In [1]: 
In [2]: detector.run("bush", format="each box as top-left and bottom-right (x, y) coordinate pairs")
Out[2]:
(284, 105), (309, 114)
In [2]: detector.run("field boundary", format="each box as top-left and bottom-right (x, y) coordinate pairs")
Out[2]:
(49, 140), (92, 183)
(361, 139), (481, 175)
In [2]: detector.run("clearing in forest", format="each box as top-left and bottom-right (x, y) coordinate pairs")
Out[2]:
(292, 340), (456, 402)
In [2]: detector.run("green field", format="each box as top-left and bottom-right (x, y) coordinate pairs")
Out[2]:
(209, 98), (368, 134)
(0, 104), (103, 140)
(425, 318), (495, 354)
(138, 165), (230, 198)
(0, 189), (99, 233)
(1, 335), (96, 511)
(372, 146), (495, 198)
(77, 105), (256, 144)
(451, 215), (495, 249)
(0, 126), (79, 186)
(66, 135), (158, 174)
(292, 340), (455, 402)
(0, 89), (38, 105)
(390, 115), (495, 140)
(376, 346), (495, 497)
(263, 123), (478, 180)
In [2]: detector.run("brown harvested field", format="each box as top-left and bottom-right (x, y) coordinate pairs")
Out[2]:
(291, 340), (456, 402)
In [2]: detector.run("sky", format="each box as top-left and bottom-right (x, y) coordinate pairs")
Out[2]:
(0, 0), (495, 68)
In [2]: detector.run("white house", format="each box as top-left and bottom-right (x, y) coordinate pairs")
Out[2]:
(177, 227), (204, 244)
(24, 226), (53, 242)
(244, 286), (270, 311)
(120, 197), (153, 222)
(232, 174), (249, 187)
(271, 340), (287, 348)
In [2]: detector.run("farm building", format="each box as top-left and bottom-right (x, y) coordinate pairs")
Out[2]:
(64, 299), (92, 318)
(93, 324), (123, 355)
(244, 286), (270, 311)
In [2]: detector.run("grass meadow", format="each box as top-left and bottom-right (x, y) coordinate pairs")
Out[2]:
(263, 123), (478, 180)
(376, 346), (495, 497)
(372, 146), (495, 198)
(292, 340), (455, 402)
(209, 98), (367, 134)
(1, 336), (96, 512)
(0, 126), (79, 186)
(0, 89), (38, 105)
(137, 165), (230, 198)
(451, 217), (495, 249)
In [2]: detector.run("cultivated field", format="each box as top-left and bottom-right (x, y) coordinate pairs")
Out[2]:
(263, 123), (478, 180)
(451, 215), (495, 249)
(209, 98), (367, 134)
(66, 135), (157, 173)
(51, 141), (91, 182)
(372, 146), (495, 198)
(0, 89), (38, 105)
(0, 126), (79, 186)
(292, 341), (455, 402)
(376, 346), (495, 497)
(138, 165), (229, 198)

========

* EXERCISE OBJECTIVE *
How many lines in the items above contain the word "pairs"? Reply with the number alone.

* FINAL RESULT *
10